> [課題]:
A: 大学講義の回想文によると、「モダニズム芸術史」は年間何回のシリーズ講義でしたか。
B: 大学講義の回想文の続きを、最後の文の直後から書いてください。

> [参照テキスト]:
今の私を形作っている大学時代の思い出の講義は、いっけんSFと関係ないようで、実は関係あるw、以下の三つとなります。

ロシア文学史
モダニズム芸術史
英米哲学講義

前回の記事では、「ロシア文学史」の授業の思い出を語りました。

↓↓↓

今回は、2つ目に挙げた、「モダニズム芸術史」の思い出を語りたいと思うのですが、

ハッキリ言って、大学で受けた教育にとどまらず、「芸術史」とか「美学」とかが名前につくいかなる講義やレクチャーやセミナーの中でも、

私は二十歳の頃に受けた、この年間30回のシリーズ講義「モダニズム芸術史」がダントツで面白かった。

モダニズム芸術、と言われても、ピンとこない人は多いかもしれませんが、以下のように名詞を並べると、なんとなく、わかってくれるのではないでしょうか?

すなわち、キーワードでいえば、

シュルレアリスム
キュビズム
未来派
ロシアフォルマリスム
ロシア構成主義
ダダイズム
「意識の流れ」派の文学

などであり、

人名でいえば、私の好みが入っていますが、

イェイツ
マヤコフスキー
マーレヴィチ
カンディンスキー
クレー
ジョイス
ストラヴィンスキー

とかとか。

20世紀の前半を彩った、こんな芸術家や芸術運動についての勉強を、一年間やらせてもらったのは、なんとも幸運な時間だったとしか言いようがありませんが、

SF好きな私との関連でいえば、この中でも特に、ロシア映画がめちゃくちゃ重要です。まぁ、この時期ですから、ロシア映画というよりは、「ソヴィエト映画」というべきですが。

まず、私自身はノンポリを強調しておりますので、別に共産主義が良いとも悪いとも価値判断はしたくない(というか・・・SF作家の歴史を追うときに、「ファシズムに協力した人」とか「ソヴィエト共産党に協力した人」とかを、それだけの理由で食わず嫌いしていたら、ぶっちゃけ、SF史のおっかけは不可能です)

> [提供データ]:
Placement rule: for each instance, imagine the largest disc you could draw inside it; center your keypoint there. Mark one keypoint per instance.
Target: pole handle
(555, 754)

> [解答一覧]:
A: 年間30回です。

B:
ただ、ソヴィエトの、特に1920年代の映画については、

前衛的な芸術家たちが続々と映画に協力してくれた、という意味で稀有な時代であったと思っています。最先端の芸術と大衆向けエンタメがタッグを組めた時代!(ソ連の場合は、さらに、大衆へのプロパガンダ効果に目をつけた国家権力も映画作りと聞けば予算をバンバンつけてくれた稀有な時代ともいえるがw)。

どういうことかというと、ひとつ、具体例として、

有名な『戦艦ポチョムキン』という映画を観ていただければ、明白なのですが。

この『戦艦ポチョムキン』において、どうして、時には登場人物たちすらもそっちのけで、「戦艦の全体フォルム」とか「大砲の砲門の巨大さ」とか「稼働するエンジンの勇ましさ」を、ねっとりとドアップで撮るショットが多用されているか?お気づきですか?

そうなんです。この頃のソヴィエト映画において「機械はカッコいい!」がどうやら痛烈な美意識として前提されているようなのですね!

いやそもそも、「機械に囲まれた生活こそが楽しい!」と主張することは、ただそれだけで、「自然との調和」とか「男女の自由な愛情」とか「人間らしさ」とかいうものに逃げがちだった西欧の保守的な芸術(まぁ、、、ソヴィエト流儀でいえば「ブルジョワ芸術」w)に対する明確な「差別化」なんですね。

こんなに「機械は素晴らしい!」「工場生活は楽しい!」「でかい兵器は勇ましい!」を、芸術の主題として強調する時代、そしてその動きに前衛芸術家たちも全面的に協力してくれた時代に、

そもそも「カメラという機械」を用いる、人間の手作業では成立しえない、「映画」という芸術は、その存在そのものがアヴァンギャルドで、「新しい時代にふさわしい芸術」だったと思われます。

そしてついでながら、このような、

「機械ってカッコいい!」という美的感覚は、

特にソヴィエトが激しかったものの、西欧の未来主義者や、アメリカのニューディール世代の芸術家(マシーンエイジ)にも、確実に共有されていたことも強調しておきたい。

すなわち、ソ連だけにも限らず、この時代にあって「機械文明やテクノロジーは、いずれ人類を、過去にないほど幸福な未来に連れていってくれる」と素朴に信じられていたこと。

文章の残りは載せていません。